---- Dataset extract

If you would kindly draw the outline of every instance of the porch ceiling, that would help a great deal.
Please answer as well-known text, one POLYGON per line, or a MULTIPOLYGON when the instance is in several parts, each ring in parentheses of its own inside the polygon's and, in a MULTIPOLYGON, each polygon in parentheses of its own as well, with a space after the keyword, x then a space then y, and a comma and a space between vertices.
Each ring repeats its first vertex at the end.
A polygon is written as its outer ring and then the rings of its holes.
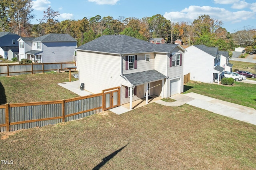
POLYGON ((167 78, 166 76, 155 70, 124 74, 124 76, 134 86, 167 78))
POLYGON ((32 54, 32 55, 36 55, 37 54, 38 54, 42 52, 43 51, 39 51, 38 50, 30 50, 25 52, 25 53, 26 54, 32 54))

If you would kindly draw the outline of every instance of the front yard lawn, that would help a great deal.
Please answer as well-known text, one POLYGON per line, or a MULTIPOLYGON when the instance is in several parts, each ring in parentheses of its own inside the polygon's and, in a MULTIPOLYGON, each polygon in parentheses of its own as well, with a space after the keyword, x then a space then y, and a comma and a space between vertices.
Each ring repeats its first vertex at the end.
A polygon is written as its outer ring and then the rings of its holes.
MULTIPOLYGON (((58 100, 79 96, 58 85, 68 73, 56 72, 0 77, 0 104, 58 100)), ((78 80, 72 77, 71 81, 78 80)))
POLYGON ((256 109, 255 92, 256 85, 236 81, 232 86, 192 81, 184 85, 184 93, 194 92, 256 109))
POLYGON ((0 158, 13 162, 0 169, 255 169, 256 137, 249 123, 152 103, 0 133, 0 158))

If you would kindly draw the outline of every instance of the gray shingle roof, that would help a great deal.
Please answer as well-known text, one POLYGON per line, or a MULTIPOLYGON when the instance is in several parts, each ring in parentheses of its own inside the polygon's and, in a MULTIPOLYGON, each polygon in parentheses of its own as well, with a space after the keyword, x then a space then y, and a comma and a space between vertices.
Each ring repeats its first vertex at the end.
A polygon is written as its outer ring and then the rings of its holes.
POLYGON ((166 78, 166 76, 155 70, 128 74, 124 74, 124 76, 132 85, 134 86, 166 78))
POLYGON ((234 64, 233 64, 230 63, 229 63, 228 64, 227 64, 227 65, 229 67, 232 67, 234 65, 234 64))
POLYGON ((214 57, 217 57, 218 53, 218 47, 210 47, 204 45, 194 45, 194 46, 214 57))
POLYGON ((215 70, 216 70, 217 71, 219 71, 220 72, 222 72, 223 71, 224 68, 223 67, 222 67, 220 66, 217 66, 216 67, 214 68, 215 70))
POLYGON ((38 50, 30 50, 25 52, 26 54, 32 54, 33 55, 36 55, 41 53, 42 52, 42 51, 39 51, 38 50))
POLYGON ((76 42, 76 40, 68 34, 50 33, 33 39, 40 42, 76 42))
POLYGON ((161 52, 168 53, 177 44, 154 44, 127 35, 103 35, 77 48, 78 50, 126 54, 161 52))
POLYGON ((10 49, 19 49, 18 46, 4 46, 1 47, 1 48, 2 48, 4 51, 8 51, 10 49))

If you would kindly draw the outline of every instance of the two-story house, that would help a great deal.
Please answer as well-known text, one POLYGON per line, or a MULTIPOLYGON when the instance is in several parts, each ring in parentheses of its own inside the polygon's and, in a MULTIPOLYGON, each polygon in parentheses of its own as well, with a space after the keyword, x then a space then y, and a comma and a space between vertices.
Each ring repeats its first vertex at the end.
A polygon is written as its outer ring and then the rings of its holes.
MULTIPOLYGON (((0 32, 0 57, 8 59, 8 51, 10 49, 17 51, 15 49, 18 48, 17 40, 20 37, 20 36, 10 32, 0 32)), ((11 58, 11 60, 13 58, 11 56, 9 58, 11 58)))
POLYGON ((20 60, 28 59, 37 63, 74 61, 76 40, 68 34, 50 33, 36 38, 18 40, 20 60))
POLYGON ((233 64, 228 63, 228 53, 218 47, 194 45, 186 48, 184 74, 190 72, 190 80, 208 83, 217 81, 224 71, 230 71, 233 64))
POLYGON ((121 87, 121 104, 151 95, 183 92, 183 54, 174 44, 155 44, 127 35, 104 35, 76 49, 80 84, 92 93, 121 87), (148 94, 146 92, 148 92, 148 94))

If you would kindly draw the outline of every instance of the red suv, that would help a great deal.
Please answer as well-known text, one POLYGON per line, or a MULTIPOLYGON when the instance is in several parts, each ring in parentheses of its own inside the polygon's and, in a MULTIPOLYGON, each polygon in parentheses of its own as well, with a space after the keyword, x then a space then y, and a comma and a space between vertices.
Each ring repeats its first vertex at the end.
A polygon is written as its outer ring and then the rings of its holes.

--------

### Exercise instructions
Quote only the lines from the line containing "suv, that would help a great deal." through the end of the entries, keeping the first and the last.

### Solution for this problem
If you would kindly draw the outline of every instance of the red suv, that would help a great deal.
Please answer as well-known text, one POLYGON per line, or a MULTIPOLYGON when the instance is in several parts, each ring in parentheses of its own inside the polygon's and, in a MULTIPOLYGON, each polygon in parentheses of its own as well, with a space after the keyword, x then a space then y, and a comma and a space between vertices.
Each ring repeats its first vertex at the end.
A polygon is written as its outer ring and then the rings of its holes.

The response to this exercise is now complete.